- **Exercise aim**: Extract, verbatim, all lines starting at the one containing "Exercise. Identify every instance of the fennec" and ending with the final line of the listing, and no others.

- **Records for the exercise**:
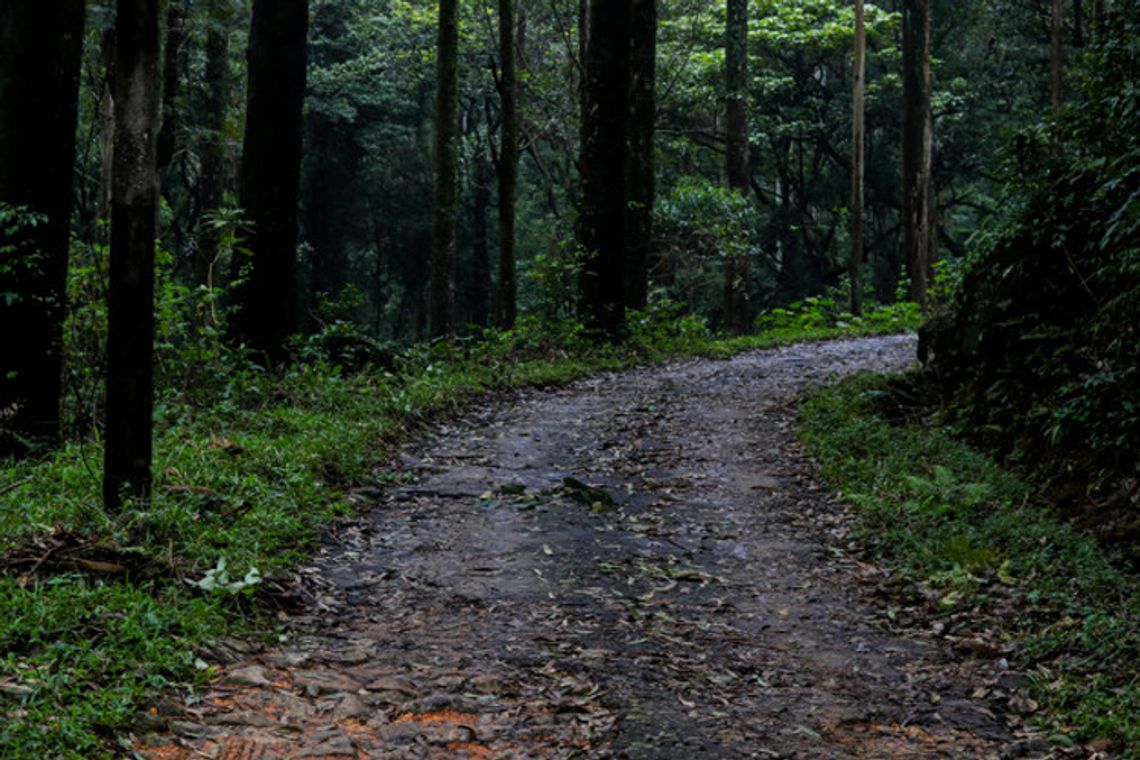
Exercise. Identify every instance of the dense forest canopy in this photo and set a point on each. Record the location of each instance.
(246, 245)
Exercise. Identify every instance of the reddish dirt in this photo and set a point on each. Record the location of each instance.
(687, 594)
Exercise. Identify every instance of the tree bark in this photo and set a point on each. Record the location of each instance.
(441, 302)
(738, 170)
(480, 280)
(604, 155)
(133, 222)
(855, 270)
(168, 136)
(216, 105)
(270, 174)
(918, 145)
(1056, 56)
(640, 172)
(40, 49)
(507, 296)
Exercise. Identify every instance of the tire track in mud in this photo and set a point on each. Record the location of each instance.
(637, 565)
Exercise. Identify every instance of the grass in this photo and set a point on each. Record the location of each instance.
(965, 532)
(249, 470)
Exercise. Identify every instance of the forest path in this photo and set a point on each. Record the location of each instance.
(697, 604)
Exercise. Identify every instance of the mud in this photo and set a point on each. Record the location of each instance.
(638, 565)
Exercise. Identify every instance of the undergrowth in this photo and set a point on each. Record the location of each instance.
(968, 534)
(99, 612)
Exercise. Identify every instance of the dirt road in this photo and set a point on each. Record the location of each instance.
(637, 565)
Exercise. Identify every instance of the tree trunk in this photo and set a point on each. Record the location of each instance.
(604, 155)
(176, 18)
(507, 296)
(738, 170)
(918, 144)
(480, 280)
(270, 174)
(640, 172)
(133, 220)
(216, 104)
(1056, 56)
(441, 307)
(857, 163)
(40, 49)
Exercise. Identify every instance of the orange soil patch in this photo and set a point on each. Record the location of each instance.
(441, 717)
(471, 750)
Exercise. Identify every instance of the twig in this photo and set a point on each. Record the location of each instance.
(13, 487)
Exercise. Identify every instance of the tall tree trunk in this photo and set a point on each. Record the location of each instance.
(133, 220)
(270, 173)
(480, 280)
(604, 155)
(640, 172)
(172, 51)
(507, 296)
(855, 271)
(918, 146)
(738, 170)
(40, 49)
(441, 305)
(1056, 56)
(214, 107)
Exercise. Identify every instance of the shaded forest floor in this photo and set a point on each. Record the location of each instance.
(637, 565)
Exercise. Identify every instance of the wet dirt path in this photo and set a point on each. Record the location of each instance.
(637, 565)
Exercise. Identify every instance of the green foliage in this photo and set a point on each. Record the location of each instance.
(965, 532)
(1037, 345)
(250, 466)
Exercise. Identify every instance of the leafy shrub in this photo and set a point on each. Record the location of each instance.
(1039, 345)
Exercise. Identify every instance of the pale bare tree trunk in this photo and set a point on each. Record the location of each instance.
(133, 225)
(738, 171)
(918, 147)
(857, 163)
(1056, 56)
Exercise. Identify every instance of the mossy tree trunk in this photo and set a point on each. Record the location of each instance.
(266, 299)
(855, 267)
(441, 299)
(640, 173)
(738, 166)
(602, 168)
(133, 222)
(40, 48)
(918, 147)
(507, 295)
(214, 108)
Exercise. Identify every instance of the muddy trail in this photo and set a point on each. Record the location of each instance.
(638, 565)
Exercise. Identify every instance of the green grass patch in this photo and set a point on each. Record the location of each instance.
(249, 467)
(962, 531)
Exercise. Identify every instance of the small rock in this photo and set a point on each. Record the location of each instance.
(242, 718)
(316, 683)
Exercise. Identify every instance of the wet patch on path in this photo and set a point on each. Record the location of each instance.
(638, 565)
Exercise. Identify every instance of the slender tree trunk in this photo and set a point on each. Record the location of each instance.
(172, 51)
(640, 172)
(133, 221)
(480, 282)
(604, 156)
(918, 146)
(216, 106)
(1056, 56)
(270, 174)
(40, 48)
(441, 308)
(507, 297)
(738, 170)
(857, 163)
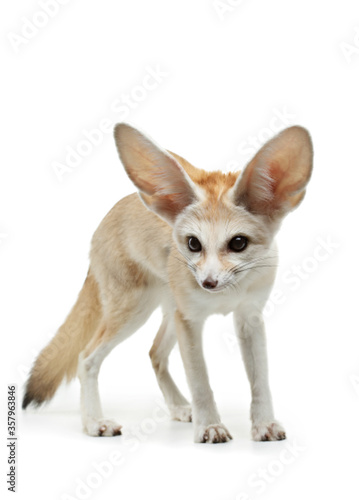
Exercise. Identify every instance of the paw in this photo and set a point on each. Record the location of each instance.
(216, 433)
(181, 413)
(271, 431)
(102, 427)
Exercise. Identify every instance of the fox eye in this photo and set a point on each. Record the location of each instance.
(194, 244)
(238, 243)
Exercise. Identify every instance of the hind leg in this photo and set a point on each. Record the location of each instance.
(162, 346)
(118, 323)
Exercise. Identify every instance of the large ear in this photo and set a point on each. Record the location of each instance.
(274, 181)
(164, 185)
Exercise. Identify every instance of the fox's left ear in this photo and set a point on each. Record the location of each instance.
(274, 181)
(164, 185)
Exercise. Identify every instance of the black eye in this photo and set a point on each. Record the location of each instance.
(238, 243)
(194, 244)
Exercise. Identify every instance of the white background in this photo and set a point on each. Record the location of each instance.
(228, 74)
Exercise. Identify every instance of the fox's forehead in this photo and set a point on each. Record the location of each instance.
(214, 185)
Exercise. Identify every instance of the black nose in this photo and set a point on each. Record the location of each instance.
(209, 283)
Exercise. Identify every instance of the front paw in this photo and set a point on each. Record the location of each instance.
(268, 431)
(181, 413)
(102, 427)
(216, 433)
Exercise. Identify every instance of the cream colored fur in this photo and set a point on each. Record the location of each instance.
(141, 259)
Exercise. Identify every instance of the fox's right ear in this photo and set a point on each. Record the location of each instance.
(164, 185)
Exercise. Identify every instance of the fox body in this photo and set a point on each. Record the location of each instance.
(195, 243)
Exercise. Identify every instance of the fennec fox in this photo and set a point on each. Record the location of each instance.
(195, 243)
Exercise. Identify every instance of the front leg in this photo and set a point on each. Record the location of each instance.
(251, 333)
(207, 423)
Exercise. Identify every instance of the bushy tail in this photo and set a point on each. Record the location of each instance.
(59, 358)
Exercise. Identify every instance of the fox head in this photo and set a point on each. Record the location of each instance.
(223, 224)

- **Result of this exercise**:
Exercise. Identify every instance of the fennec fox in this photo and set a point on each. Record the location of each instance.
(195, 243)
Exercise. Identify every instance of the front leg in this photo and set a point on each. Record the location of each instance.
(251, 333)
(207, 423)
Exercise. Identify every instance of the bushy tail in this photo and set a point on each. Record the location of each instance.
(59, 358)
Exercise. Identify every instance of the fox head in this photo and set a point on each. Record the location of each instance.
(223, 224)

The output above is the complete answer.